─── EXCERTO FORNECIDO

Os economistas sabem-no, os amantes também: fantasiar com o objeto de desejo que se julga inacessível ou proibido é o caminho para tornar uma experiência inesquecível. Vem a puberdade e, com ela, o sonho do amor ideal, que satisfaz plenamente. No corpo e no cérebro de um humano sub-20 circulam doses abundantes de adrenalina, serotonina, dopamina e oxitocina que alteram por completo a paisagem mental e emocional. O cérebro adolescente sofre “podas neuronais”, responsáveis pelas famosas e irritantes variações de humor temidas por tantos pais. A vantagem biológica deste “todo-o-terreno” hormonal estimula a curiosidade e o apetite pelo desconhecido, levando o coração a disparar sem controlo. As primeiras atrações, paixões e os primeiros amores podem transformar a pessoa mais tímida e introspetiva na personagem de um filme épico e ficam gravados na memória porque contribuíram para se ser quem se é. Porém, a primeira vez que se abraça essa experiência avassaladora é mesmo tão decisiva ao ponto de ser considerada a única na biografia íntima de cada um? Segundo a neurociência, a resposta é não.
Helen Fisher, investigadora em comportamento humano da Rutgers University e que ficou conhecida por explicar com fundamento por que razão a paixão dura cerca de ano e meio – mais do que isso compromete o equilíbrio químico do organismo –, assegura que “o amor romântico não é uma emoção, antes um instinto da parte desejante da mente”. Estudos com ressonâncias magnéticas revelaram que as regiões cerebrais estimuladas no estado de atração sexual e emocional são comuns às que ficam ativas no cérebro do jogador compulsivo ou do dependente de cocaína. O sistema de recompensa cerebral alavanca a tomada de riscos para obter prazer e satisfação imediata. Privado dela, o cérebro apaixonado mergulha em estados de angústia, ruminação, frustração e dor. Na “viagem”, que pode durar toda a vida, aprende-se a lidar com as diferenças, a explorar metas comuns e a identificar limites pessoais e a fazer escolhas. Por isso se diz que o segundo amor e os seguintes libertam das desilusões do primeiro, com a vantagem de se contar com as lições e bons momentos que se levam na bagagem e sem se ficar refém de uma experiência sexual ou amorosa que teve o seu tempo.
Entre o mapa e o território
Helen Fischer, atual consultora científica da Match.com (site e app de encontros que agrega também o Tinder), esclarece que podemos sentir-nos atraídos por pessoas que encaixam no nosso “mapa do amor”: elas apresentam traços de personalidade que identificamos como familiares na nossa infância ou apresentam sequências de comportamentos (guiões) que nos fazem sentir “em casa” apesar de, na maioria dos casos, não nos darmos conta deles.

──────
─── DADOS DA TAREFA

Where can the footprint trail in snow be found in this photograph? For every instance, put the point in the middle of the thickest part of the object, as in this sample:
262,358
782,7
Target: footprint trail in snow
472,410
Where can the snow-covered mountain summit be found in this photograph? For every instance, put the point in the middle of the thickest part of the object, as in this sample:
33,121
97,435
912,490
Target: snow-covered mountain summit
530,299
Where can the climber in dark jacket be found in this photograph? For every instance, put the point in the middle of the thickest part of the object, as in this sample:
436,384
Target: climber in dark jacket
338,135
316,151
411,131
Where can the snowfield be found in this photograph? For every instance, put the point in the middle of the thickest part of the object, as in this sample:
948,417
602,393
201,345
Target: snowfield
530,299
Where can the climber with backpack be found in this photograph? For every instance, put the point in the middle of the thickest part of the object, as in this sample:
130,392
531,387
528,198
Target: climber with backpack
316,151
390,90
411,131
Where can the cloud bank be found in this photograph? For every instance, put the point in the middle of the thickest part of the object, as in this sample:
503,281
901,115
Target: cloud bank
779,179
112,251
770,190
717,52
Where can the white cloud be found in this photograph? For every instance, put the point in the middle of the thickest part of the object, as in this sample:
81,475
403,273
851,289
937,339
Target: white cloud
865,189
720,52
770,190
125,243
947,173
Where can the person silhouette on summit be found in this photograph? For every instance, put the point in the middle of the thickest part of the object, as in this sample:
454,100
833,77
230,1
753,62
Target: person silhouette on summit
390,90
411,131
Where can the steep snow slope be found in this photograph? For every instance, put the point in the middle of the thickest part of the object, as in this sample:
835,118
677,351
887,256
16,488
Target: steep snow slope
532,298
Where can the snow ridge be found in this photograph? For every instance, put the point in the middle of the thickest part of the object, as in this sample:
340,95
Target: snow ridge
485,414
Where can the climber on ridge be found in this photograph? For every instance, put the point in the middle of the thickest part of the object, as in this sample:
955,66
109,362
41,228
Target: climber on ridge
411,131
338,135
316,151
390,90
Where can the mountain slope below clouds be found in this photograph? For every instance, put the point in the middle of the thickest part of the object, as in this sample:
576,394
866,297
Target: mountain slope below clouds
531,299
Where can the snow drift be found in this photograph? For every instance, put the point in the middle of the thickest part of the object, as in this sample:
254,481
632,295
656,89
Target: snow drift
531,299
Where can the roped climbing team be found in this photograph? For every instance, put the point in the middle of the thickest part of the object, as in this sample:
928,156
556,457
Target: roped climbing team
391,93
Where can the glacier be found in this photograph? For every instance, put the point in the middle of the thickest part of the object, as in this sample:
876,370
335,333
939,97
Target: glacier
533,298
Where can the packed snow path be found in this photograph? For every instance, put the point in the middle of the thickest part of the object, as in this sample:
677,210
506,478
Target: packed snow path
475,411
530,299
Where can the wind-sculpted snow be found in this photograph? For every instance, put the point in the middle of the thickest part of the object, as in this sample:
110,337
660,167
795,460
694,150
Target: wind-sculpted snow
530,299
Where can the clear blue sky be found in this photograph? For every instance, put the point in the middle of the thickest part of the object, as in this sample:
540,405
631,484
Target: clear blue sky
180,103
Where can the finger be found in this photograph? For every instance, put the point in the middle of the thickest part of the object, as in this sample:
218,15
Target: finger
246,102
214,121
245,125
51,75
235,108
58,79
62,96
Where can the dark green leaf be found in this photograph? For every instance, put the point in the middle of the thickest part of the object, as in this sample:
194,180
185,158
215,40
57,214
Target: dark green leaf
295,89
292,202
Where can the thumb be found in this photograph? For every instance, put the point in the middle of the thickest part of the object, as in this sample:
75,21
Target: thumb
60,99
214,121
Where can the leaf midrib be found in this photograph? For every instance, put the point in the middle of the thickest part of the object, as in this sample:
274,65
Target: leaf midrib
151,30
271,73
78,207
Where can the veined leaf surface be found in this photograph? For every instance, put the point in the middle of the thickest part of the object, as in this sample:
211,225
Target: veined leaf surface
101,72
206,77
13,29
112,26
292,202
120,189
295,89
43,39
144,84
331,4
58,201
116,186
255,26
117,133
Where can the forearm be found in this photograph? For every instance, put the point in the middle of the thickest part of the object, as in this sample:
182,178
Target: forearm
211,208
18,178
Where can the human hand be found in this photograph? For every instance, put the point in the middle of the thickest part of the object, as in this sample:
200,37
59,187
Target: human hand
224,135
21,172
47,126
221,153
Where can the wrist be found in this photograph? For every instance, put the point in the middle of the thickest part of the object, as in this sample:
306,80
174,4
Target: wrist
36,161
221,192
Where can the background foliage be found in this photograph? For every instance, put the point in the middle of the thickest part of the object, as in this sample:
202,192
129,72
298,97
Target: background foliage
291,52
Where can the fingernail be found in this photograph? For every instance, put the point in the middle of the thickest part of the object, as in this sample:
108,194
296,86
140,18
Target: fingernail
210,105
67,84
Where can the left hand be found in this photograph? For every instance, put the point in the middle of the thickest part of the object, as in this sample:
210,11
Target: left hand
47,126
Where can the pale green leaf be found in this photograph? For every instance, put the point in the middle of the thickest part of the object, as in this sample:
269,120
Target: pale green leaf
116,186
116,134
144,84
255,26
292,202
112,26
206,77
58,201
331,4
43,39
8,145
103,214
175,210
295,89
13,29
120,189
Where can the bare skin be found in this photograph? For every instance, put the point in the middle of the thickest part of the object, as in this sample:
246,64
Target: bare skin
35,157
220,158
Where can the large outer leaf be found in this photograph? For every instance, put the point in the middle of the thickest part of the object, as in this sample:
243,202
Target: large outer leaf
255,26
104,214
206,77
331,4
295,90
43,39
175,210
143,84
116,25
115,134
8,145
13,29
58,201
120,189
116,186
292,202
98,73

──────

TAREFA PROPOSTA A —
No texto sobre o primeiro amor, quanto tempo dura a paixão segundo Helen Fisher?
TAREFA PROPOSTA B —
Por favor, apresente como tabela Markdown as linhas das entradas, começando na que contém "Where can the bare" e terminando no fim das entradas. Use as colunas n e Linha e omita as linhas em branco.

RESPOSTA DO EXERCÍCIO A —
Cerca de ano e meio.

RESPOSTA DO EXERCÍCIO B —
| n | Linha |
|---|---|
| 1 | Where can the bare skin be found in this photograph? For every instance, put the point in the middle of the thickest part of the object, as in this sample: |
| 2 | 246,64 |
| 3 | Target: bare skin |
| 4 | 35,157 |
| 5 | 220,158 |
| 6 | Where can the large outer leaf be found in this photograph? For every instance, put the point in the middle of the thickest part of the object, as in this sample: |
| 7 | 243,202 |
| 8 | Target: large outer leaf |
| 9 | 255,26 |
| 10 | 104,214 |
| 11 | 206,77 |
| 12 | 331,4 |
| 13 | 295,90 |
| 14 | 43,39 |
| 15 | 175,210 |
| 16 | 143,84 |
| 17 | 116,25 |
| 18 | 115,134 |
| 19 | 8,145 |
| 20 | 13,29 |
| 21 | 58,201 |
| 22 | 120,189 |
| 23 | 116,186 |
| 24 | 292,202 |
| 25 | 98,73 |